*** Records to process Section Begins ***

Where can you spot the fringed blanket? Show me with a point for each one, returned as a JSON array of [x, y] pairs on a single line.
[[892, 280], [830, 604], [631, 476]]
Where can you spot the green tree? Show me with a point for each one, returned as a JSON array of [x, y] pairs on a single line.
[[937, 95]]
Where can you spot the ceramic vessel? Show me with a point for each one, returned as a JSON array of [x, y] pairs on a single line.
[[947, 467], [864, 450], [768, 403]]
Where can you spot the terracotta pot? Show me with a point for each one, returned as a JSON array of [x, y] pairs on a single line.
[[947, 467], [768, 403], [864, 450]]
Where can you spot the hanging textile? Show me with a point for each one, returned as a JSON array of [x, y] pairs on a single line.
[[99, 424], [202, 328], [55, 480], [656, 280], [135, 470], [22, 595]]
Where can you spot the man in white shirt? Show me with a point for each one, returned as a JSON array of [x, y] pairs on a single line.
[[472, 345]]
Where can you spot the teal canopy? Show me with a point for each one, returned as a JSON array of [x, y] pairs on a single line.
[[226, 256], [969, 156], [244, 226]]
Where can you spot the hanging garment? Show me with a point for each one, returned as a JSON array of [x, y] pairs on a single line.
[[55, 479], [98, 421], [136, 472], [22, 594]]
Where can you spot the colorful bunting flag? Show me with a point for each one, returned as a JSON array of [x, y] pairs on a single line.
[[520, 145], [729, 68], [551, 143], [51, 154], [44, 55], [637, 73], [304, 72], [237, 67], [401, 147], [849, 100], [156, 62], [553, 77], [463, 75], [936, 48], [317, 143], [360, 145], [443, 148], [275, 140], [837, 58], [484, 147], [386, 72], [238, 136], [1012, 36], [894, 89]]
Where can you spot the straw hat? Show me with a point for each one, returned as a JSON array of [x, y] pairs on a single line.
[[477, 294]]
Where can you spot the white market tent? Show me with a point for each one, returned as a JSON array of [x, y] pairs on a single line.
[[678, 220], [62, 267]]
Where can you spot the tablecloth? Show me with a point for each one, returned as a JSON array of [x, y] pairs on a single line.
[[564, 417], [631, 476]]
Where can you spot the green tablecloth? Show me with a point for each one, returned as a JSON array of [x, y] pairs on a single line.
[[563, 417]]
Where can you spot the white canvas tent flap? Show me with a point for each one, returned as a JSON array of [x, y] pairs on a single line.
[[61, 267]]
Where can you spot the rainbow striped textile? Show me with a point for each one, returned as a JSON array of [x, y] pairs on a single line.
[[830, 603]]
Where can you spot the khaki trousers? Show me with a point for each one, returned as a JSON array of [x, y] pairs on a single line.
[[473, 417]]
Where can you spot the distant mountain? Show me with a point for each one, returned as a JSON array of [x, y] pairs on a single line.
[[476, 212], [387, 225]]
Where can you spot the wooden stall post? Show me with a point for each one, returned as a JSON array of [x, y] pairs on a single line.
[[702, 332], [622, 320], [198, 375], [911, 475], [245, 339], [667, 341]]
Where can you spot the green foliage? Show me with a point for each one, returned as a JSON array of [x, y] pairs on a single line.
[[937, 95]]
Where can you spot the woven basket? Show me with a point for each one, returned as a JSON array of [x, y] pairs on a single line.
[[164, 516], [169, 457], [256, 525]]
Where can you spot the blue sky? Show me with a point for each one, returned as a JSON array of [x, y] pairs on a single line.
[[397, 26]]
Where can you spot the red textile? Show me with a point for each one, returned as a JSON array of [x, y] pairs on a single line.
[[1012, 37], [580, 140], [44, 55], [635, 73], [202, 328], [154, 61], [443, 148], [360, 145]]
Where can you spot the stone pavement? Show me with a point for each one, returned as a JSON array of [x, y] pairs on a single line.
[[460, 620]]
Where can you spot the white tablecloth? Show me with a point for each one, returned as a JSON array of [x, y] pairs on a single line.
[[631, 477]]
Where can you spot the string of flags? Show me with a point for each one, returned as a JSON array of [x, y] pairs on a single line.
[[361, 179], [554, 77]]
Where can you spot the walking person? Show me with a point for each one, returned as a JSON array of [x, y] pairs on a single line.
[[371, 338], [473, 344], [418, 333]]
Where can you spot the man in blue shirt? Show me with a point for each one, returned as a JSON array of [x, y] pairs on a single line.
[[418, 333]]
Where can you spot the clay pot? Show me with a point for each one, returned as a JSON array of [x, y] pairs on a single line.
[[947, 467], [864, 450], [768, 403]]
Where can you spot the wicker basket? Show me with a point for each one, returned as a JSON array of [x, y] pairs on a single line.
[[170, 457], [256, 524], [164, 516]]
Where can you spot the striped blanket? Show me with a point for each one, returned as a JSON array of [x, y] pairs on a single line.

*** Records to process Section Ends ***

=== About this task ===
Reproduce the listing above exactly.

=== Answer for this exercise ===
Where can you spot the fringed blanket? Show me with a point for each one, returned as a JSON array of [x, y] pairs on a single line.
[[892, 280], [830, 604], [631, 476]]
Where can you spot the green tree? Show me with a point for each one, returned as a JSON array of [x, y] pairs on a single line.
[[937, 95]]
Where can you spot the ceramic vessel? Show me with a point for each one, returned as a JSON array of [x, y] pairs on a single line.
[[947, 467], [864, 450], [768, 403]]
Where can you spot the terracotta pot? Show me with a point for each one, returned as a JSON array of [x, y] pairs on a single line.
[[947, 467], [768, 403], [864, 450]]
Where can you spot the hanging textile? Show me with a point for each one, returned as a JSON array of [x, y] pairs on a single line.
[[99, 424], [202, 328], [55, 480], [656, 280], [135, 470], [22, 595]]
Where can you spot the man in white shirt? Show me with a point for each one, returned as a JSON array of [x, y] pairs on a single line.
[[472, 345]]
Where can you spot the teal canopy? Show me with a point for each one, returned as a JSON array of [x, y] pairs on a single line.
[[226, 256], [969, 156], [244, 226]]
Where can you spot the hanging garment? Show me with a point for each one, returned as a JSON array of [x, y] pairs on a single line.
[[55, 479], [98, 421], [136, 472], [22, 594]]
Where can you spot the colorful bunting flag? Show me with a point for each one, returned as a JSON array of [x, y] pairs on a single line.
[[520, 145], [729, 68], [551, 143], [51, 154], [44, 55], [637, 73], [304, 72], [237, 67], [401, 147], [849, 100], [156, 62], [553, 77], [463, 75], [936, 48], [317, 143], [360, 145], [443, 148], [275, 140], [837, 58], [484, 147], [386, 72], [238, 136], [1012, 36], [894, 89]]
Where can you spot the straw hat? Show me with a point for each one, returned as a JSON array of [x, y] pairs on a single line.
[[477, 294]]
Where can you spot the white market tent? Show me with a point for each one, returned as a JSON array of [x, y] pairs on a single line.
[[678, 220], [62, 267]]
Where can you spot the tablecloth? Show me with a point for each one, returned as a JSON array of [x, y] pairs on a single line.
[[564, 417], [631, 476]]
Where can you spot the green tablecloth? Show me with a point for each one, returned as a JSON array of [x, y] pairs on a single line.
[[563, 417]]
Where can you spot the white canvas tent flap? Show me with a point for each one, returned as a JSON array of [x, y] pairs on a single line.
[[61, 267]]
Where can you spot the rainbow striped textile? Show me with a point for each one, returned as a JSON array of [x, y] pairs on a single line.
[[830, 603]]
Where can you spot the khaki trousers? Show me with a point for each one, returned as a JSON array of [x, y] pairs on a single line.
[[473, 417]]
Where can you spot the distant mountain? Show me with a point for each one, returned as a JSON array of [x, y] pairs on a single line.
[[476, 212], [387, 225]]
Where can you spot the wooden stall post? Show me with a point for each one, returned as a JSON array of [x, y] pairs on a single line.
[[702, 332], [622, 320], [198, 375], [911, 475], [245, 339], [667, 341]]
Where can you spot the green foliage? Show me with a point for each one, returned as a JSON array of [x, y] pairs on a single line.
[[937, 95]]
Where can you spot the woven basket? Show me with a point for each one, returned as a JSON array of [x, y] pairs on a single line.
[[164, 516], [169, 457], [256, 525]]
Where can you spot the blue sky? Show me with a point for each one, returned as a JSON array of [x, y] pairs on a single line.
[[397, 26]]
Where can you spot the red textile? Show me with a point for each one, returned as a JSON array of [x, y] pairs on a single line.
[[1012, 37], [580, 140], [44, 55], [635, 73], [202, 328], [154, 61], [443, 148], [360, 145]]
Where can you spot the stone pavement? Show me with a point for each one, returned as a JSON array of [x, y] pairs on a single line.
[[460, 620]]
Where can you spot the white tablecloth? Show me with a point for each one, returned as a JSON array of [x, y] pairs on a single line.
[[631, 477]]
Where can you spot the string of flags? Show me with a point for each one, returned as a JSON array of [x, y] pairs on a single line.
[[361, 179], [554, 77]]
Where can you spot the walking person? Show me with a point for each one, returned as a JSON array of [x, y] pairs on a single line.
[[371, 338], [473, 344], [418, 333]]
Where can you spot the man in blue shirt? Show me with a point for each one, returned as a JSON array of [x, y] pairs on a single line.
[[418, 333]]
Where can you spot the clay pot? Show me with a point for each one, returned as a JSON array of [x, y] pairs on a single line.
[[947, 467], [864, 450], [768, 403]]
Where can you spot the wicker basket? Show me with a point for each one, returned as a JSON array of [x, y] pairs on a single line.
[[170, 457], [256, 524], [164, 516]]
Where can you spot the striped blanket? Show me with a point for each one, returned as a JSON array of [x, y] pairs on a single line.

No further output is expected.